_Source extract_:

"""

'Available data indicate, to the surprise of no one who isn’t in willful denial, that in this country black people make up a percentage of those killed by police that is nearly double their share of the general American population. Latinos are killed by police, apparently, at a rate roughly equivalent to their incidence in the general population. Whites are killed by police at a rate between just under three-fourths (through the first half of 2016) and just under four-fifths (2015) of their share of the general population....[T]he evidence of gross racial disparity is clear: among victims of homicide by police blacks are represented at twice their rate of the population; whites are killed at somewhat less than theirs. This disparity is the founding rationale for the branding exercise called #Black Lives Matter and endless contentions that imminent danger of death at the hands of arbitrary white authority has been a fundamental, definitive condition of blacks’ status in the United States since slavery or, for those who, like the Nation’s Kai Wright, prefer their derivative patter laced with the seeming heft of obscure dates, since 1793. In Wright’s assessment “From passage of the 1793 Fugitive Slave Act forward, public-safety officers have been empowered to harass black bodies [sic] in the defense of private capital and the pursuit of public revenue.”
This line of argument and complaint, as well as the demand for ritual declarations that “black lives matter,” rest on insistence that “racism”—structural, systemic, institutional, post-racial or however modified—must be understood as the cause and name of the injustice manifest in that disparity, which is thus by implication the singular or paramount injustice of the pattern of police killings.

"""

_Raw data_:

"""

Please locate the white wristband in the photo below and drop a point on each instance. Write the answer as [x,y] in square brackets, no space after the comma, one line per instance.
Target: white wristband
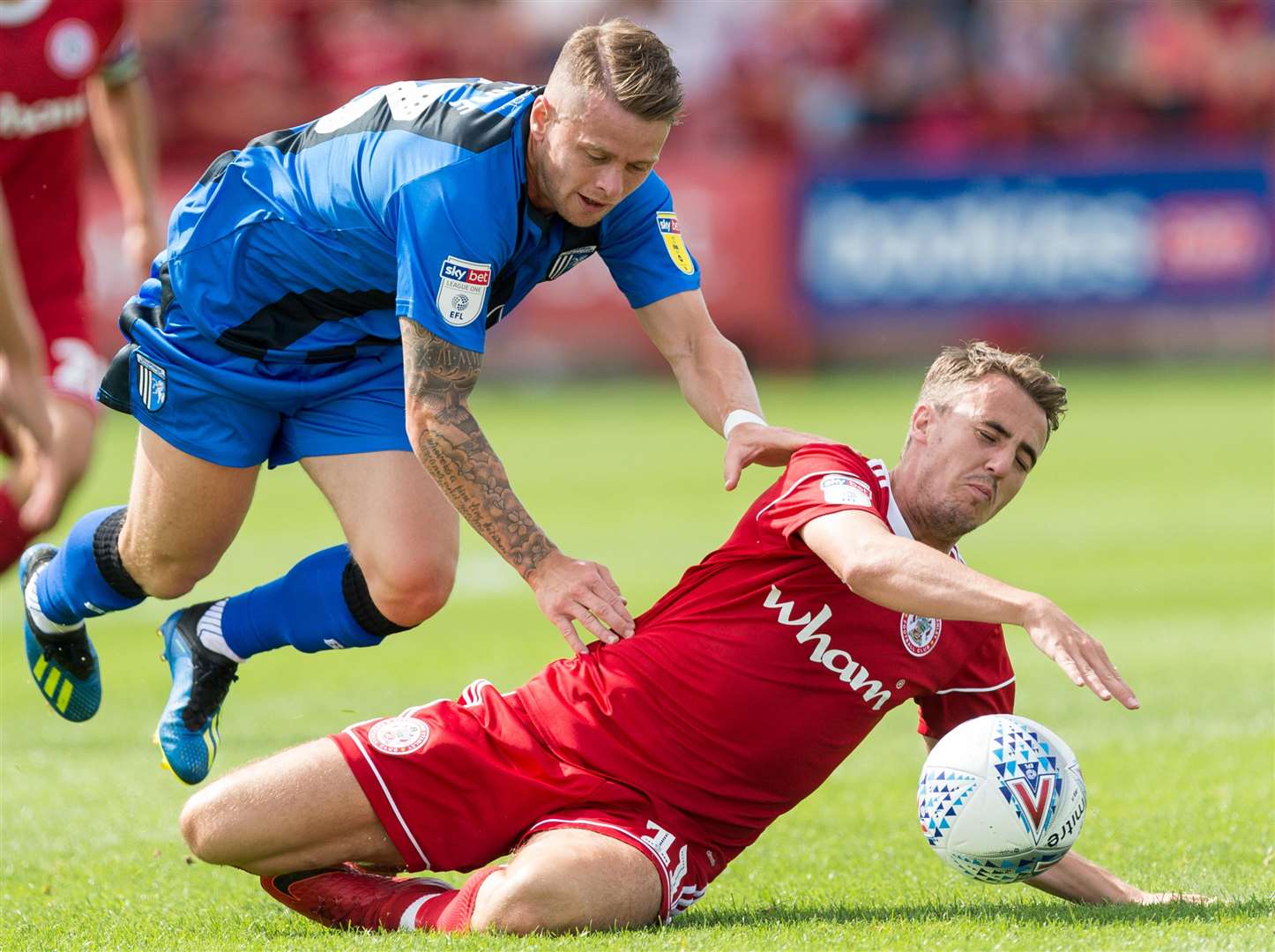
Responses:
[736,417]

"""

_Directive_:
Quote the entire passage above on racial disparity in police killings, word for word.

_Written response_:
'Available data indicate, to the surprise of no one who isn’t in willful denial, that in this country black people make up a percentage of those killed by police that is nearly double their share of the general American population. Latinos are killed by police, apparently, at a rate roughly equivalent to their incidence in the general population. Whites are killed by police at a rate between just under three-fourths (through the first half of 2016) and just under four-fifths (2015) of their share of the general population....[T]he evidence of gross racial disparity is clear: among victims of homicide by police blacks are represented at twice their rate of the population; whites are killed at somewhat less than theirs. This disparity is the founding rationale for the branding exercise called #Black Lives Matter and endless contentions that imminent danger of death at the hands of arbitrary white authority has been a fundamental, definitive condition of blacks’ status in the United States since slavery or, for those who, like the Nation’s Kai Wright, prefer their derivative patter laced with the seeming heft of obscure dates, since 1793. In Wright’s assessment “From passage of the 1793 Fugitive Slave Act forward, public-safety officers have been empowered to harass black bodies [sic] in the defense of private capital and the pursuit of public revenue.”
This line of argument and complaint, as well as the demand for ritual declarations that “black lives matter,” rest on insistence that “racism”—structural, systemic, institutional, post-racial or however modified—must be understood as the cause and name of the injustice manifest in that disparity, which is thus by implication the singular or paramount injustice of the pattern of police killings.